§ **To do**: Without changing a single character, copy every record below.

● ● ● ● ● ● ●

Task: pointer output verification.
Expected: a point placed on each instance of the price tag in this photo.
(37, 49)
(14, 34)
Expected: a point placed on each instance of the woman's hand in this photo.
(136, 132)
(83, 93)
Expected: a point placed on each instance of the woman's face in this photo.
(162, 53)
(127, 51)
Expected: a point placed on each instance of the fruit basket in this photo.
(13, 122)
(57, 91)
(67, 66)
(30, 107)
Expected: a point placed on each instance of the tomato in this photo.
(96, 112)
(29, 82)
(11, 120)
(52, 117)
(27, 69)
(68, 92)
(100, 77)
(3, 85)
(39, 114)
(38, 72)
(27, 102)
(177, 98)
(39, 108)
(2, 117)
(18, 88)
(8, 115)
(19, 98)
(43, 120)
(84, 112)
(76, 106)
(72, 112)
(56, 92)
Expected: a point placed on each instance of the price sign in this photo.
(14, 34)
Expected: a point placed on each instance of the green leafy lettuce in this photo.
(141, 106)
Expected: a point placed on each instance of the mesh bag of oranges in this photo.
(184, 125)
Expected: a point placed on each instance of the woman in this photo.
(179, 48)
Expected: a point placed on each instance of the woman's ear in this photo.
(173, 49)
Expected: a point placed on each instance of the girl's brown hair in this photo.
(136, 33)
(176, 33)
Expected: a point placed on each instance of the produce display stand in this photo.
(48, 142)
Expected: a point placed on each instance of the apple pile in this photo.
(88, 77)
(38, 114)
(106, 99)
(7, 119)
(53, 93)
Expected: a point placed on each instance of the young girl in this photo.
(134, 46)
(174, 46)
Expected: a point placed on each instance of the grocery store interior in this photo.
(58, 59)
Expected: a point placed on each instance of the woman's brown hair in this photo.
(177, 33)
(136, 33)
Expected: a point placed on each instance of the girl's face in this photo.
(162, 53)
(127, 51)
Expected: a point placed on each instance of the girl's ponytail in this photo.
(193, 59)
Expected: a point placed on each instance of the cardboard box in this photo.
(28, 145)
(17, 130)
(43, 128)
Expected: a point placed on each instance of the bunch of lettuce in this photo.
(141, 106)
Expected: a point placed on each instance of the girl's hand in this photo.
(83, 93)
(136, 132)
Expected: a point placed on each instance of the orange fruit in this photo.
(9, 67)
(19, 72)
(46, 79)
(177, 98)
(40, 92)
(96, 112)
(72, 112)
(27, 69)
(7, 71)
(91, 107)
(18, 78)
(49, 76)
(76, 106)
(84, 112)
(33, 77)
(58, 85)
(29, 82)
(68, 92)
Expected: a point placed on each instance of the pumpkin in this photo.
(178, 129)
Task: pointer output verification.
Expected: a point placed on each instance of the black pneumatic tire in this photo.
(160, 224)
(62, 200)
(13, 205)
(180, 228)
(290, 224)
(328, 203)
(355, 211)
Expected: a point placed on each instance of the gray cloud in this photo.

● ● ● ● ● ● ●

§ **Answer box**:
Task: pointer output verification.
Expected: a point placed on each instance of the price tag in this photo.
(37, 49)
(14, 34)
Expected: a point placed on each instance of the woman's hand in this photo.
(136, 132)
(83, 93)
Expected: a point placed on each instance of the woman's face in this photo.
(162, 53)
(127, 51)
Expected: a point placed on each instance of the fruit basket in this photo.
(13, 122)
(57, 91)
(67, 66)
(30, 107)
Expected: a point placed on each instance of the tomato in this photo.
(96, 112)
(29, 82)
(11, 120)
(52, 117)
(27, 69)
(68, 92)
(100, 77)
(3, 85)
(39, 114)
(38, 72)
(27, 102)
(177, 98)
(39, 108)
(2, 117)
(18, 88)
(8, 115)
(19, 98)
(43, 120)
(84, 112)
(76, 106)
(72, 112)
(56, 92)
Expected: a point placed on each instance of the price sign in this photo.
(14, 34)
Expected: a point placed on each instance of the green leafy lettuce in this photo.
(141, 106)
Expected: a point placed on each instance of the mesh bag of oranges in this photo.
(184, 125)
Expected: a point placed on each instance of the woman in this photo.
(179, 48)
Expected: a point placed on each instance of the woman's ear in this photo.
(173, 49)
Expected: a point placed on each instance of the girl's brown hair in this photo.
(136, 33)
(176, 33)
Expected: a point placed on each instance of the produce display stand in this photo.
(48, 142)
Expected: a point placed on each instance of the apple pile in this photo.
(88, 77)
(38, 114)
(106, 99)
(7, 119)
(53, 93)
Expected: a point placed on each instance of the young girl in this photo.
(134, 46)
(174, 46)
Expected: a point placed on each instance of the grocery store interior in this photo.
(58, 59)
Expected: a point placed on each instance of the woman's brown hair in this photo.
(177, 33)
(136, 33)
Expected: a point placed on each instance of the girl's face in this photo.
(162, 53)
(127, 51)
Expected: a point placed on each instance of the girl's ponytail in this photo.
(193, 59)
Expected: a point placed on each instance of the cardboard box in this photo.
(28, 145)
(17, 130)
(43, 128)
Expected: a point placed on each instance of the bunch of lettuce in this photo.
(141, 106)
Expected: a point placed on each instance of the girl's hand in this photo.
(83, 93)
(136, 132)
Expected: a point placed on each instance of the orange fruit in this photo.
(9, 67)
(19, 72)
(46, 79)
(177, 98)
(40, 92)
(96, 112)
(72, 112)
(27, 69)
(7, 71)
(91, 107)
(18, 78)
(49, 76)
(76, 106)
(84, 112)
(33, 77)
(58, 85)
(29, 82)
(68, 92)
Expected: a point placed on each instance of the pumpkin in this photo.
(178, 129)
Task: pointer output verification.
Expected: a point placed on each instance of the black pneumatic tire in this photo.
(160, 224)
(62, 200)
(13, 205)
(180, 228)
(290, 224)
(328, 203)
(355, 211)
Expected: a point placed on each instance of the gray cloud in this photo.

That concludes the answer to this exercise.